◆ PROBLEMAS A RESOLVER
[a] Reproduza fielmente o trecho do texto sobre a redução da maioridade penal que vai de "O art. 228 da" até "grave retrocesso social[1].", inclusive.
[b] Prossiga a redação do texto sobre a redução da maioridade penal a partir do ponto em que ele termina.

◆ TEXTO SELECIONADO
________________

Por Érica Fortuna | Julho/2018

A cobertura jornalística policial ganhou força no fim do século XX no Brasil, sobretudo com o “boom” do jornalismo sensacionalista nos anos de 1920. Nos últimos vinte e cinco anos, destaca-se a emergência da redução da maioridade penal. Segundo a cobertura dos principais jornais cariocas, a sociedade “clama” por uma solução imediata. Nessa perspectiva, o jornalismo apresenta narrativas que parecem legitimar o endurecimento da legislação penal. De forma cíclica, o público fala sobre o assunto, e o jornal o alimenta com narrativas associativas e repetitivas sem o devido contraditório, o que pode contribuir para o processo estigmatizatório, classificando culpados pela violência urbana.

De tempos em tempos, projetos que visam à diminuição da maioridade penal voltam à pauta legislativa. Esses ciclos obedecem à pressão política de atores sociais que têm interesses no agendamento dessa pauta. A Câmara dos Deputados e o Senado Federal rejeitaram, inúmeras vezes, emendas que versavam sobre o tema, pois consideraram a alteração da idade penal uma violação constitucional. A recorrência com que as emendas aparecem pode ser observada como termômetro do comportamento social. É evidente que não estamos afirmando que o Legislativo brasileiro seja consuetudinário, mas sofre os impactos das oscilações do poder público.

O art. 228 da Constituição Federal é considerado cláusula pétrea, um núcleo duro que não pode ser alterado pelo poder derivado, que salvaguarda os direitos fundamentais e a democracia do país. A idade penal aos 18 anos foi uma conquista consagrada pela constituinte de 1988. Sendo assim, a alteração dessa norma pode ser considerada um grave retrocesso social[1].

O medo da violência que acomete a cidade e a responsabilização de adolescentes pelos crimes estão diariamente nas páginas dos jornais, no noticiário da TV, nos discursos políticos, na Internet e na fala de muitas pessoas, que, por vezes, reproduzem aquilo que é dito pelos veículos de comunicação. Isso se confirma quando verificamos a redação da proposta de emenda constitucional, elaborada pelo deputado Benedito Domingos (PP – Partido Progressista). O próprio deputado utiliza a mídia como argumento para justificar a necessidade da alteração da norma, tendo em vista que, segundo a imprensa, a maioria dos casos de violência é cometida por jovens menores de idade.

________________

(Trechos de dados de regiões rotuladas)

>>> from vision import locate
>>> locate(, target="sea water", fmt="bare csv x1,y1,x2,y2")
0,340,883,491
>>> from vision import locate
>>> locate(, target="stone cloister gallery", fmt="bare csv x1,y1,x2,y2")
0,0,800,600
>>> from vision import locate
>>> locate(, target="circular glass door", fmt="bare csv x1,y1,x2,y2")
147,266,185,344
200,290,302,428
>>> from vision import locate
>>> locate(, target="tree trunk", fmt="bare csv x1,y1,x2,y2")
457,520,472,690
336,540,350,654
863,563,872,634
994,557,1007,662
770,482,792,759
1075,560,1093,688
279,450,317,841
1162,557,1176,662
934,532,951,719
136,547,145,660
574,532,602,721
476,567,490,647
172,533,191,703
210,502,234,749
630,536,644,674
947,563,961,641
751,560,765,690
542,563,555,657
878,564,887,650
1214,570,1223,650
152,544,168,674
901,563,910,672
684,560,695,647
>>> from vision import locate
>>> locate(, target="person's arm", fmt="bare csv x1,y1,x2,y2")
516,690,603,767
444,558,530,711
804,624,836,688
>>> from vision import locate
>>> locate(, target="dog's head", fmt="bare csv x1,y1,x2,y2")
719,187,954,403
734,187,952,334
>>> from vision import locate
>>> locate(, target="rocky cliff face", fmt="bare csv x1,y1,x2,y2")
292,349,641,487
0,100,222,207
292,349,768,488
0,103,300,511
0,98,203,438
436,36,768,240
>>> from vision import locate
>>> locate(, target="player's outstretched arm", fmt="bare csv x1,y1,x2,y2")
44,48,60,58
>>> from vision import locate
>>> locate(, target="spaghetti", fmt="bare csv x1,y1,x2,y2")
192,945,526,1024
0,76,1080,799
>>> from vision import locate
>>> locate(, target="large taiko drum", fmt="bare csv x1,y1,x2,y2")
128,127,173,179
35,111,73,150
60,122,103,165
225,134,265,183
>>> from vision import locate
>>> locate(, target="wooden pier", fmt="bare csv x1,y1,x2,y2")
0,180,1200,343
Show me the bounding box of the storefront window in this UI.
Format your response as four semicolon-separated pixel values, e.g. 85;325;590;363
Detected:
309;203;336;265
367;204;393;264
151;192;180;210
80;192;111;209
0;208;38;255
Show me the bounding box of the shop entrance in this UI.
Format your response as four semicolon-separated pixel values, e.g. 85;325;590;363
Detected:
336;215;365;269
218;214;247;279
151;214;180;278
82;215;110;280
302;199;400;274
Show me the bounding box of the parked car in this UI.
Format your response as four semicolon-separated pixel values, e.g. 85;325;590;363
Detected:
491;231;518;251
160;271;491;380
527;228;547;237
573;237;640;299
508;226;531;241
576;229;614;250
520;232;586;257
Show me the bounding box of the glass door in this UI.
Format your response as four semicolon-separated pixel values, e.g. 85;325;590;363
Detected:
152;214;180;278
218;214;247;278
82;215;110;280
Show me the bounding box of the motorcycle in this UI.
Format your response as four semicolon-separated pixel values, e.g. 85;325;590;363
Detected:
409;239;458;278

________________

◆ RESULTADOS DAS TAREFAS
[a]
O art. 228 da Constituição Federal é considerado cláusula pétrea, um núcleo duro que não pode ser alterado pelo poder derivado, que salvaguarda os direitos fundamentais e a democracia do país. A idade penal aos 18 anos foi uma conquista consagrada pela constituinte de 1988. Sendo assim, a alteração dessa norma pode ser considerada um grave retrocesso social[1].

[b]
O noticiário da imprensa diariamente publica que a maioria dos crimes de assalto, de roubo, de estupro, de assassinato e de latrocínio, são praticados por menores de 18 anos, quase sempre, aliciados por adultos. A mocidade é utilizada para movimentar assaltos, disseminação de estupefacientes, desde o “cheirar a cola” até o viciar-se com cocaína e outros assemelhados, bem como agenciar a multiplicação dos consumidores. Se a lei permanecer nos termos em que está disposta, continuaremos com a possibilidade crescente de ver os moços com seu caráter marcado negativamente, sem serem interrompidos para uma possível correção, educação e resgate (D.O. 1993, p. 23063[2]).

Fonte: Catraca Livre

O projeto foi publicado em 27 de outubro de 1993, mas não teve continuidade. Por vezes, a interposição de apensos que versavam sobre o tema fez com que a discussão da PEC voltasse ao Congresso, mas não seguiu em frente. Entretanto, em março de 2015, a Comissão de Constituição e Justiça da Câmara dos Deputados aprovou a proposta de emenda constitucional 171/39, que visa à redução da idade penal de 18 para 16 anos, dando prosseguimento ao feito. Independente dos apensos, o texto base da proposta continua sendo o do deputado Benedito.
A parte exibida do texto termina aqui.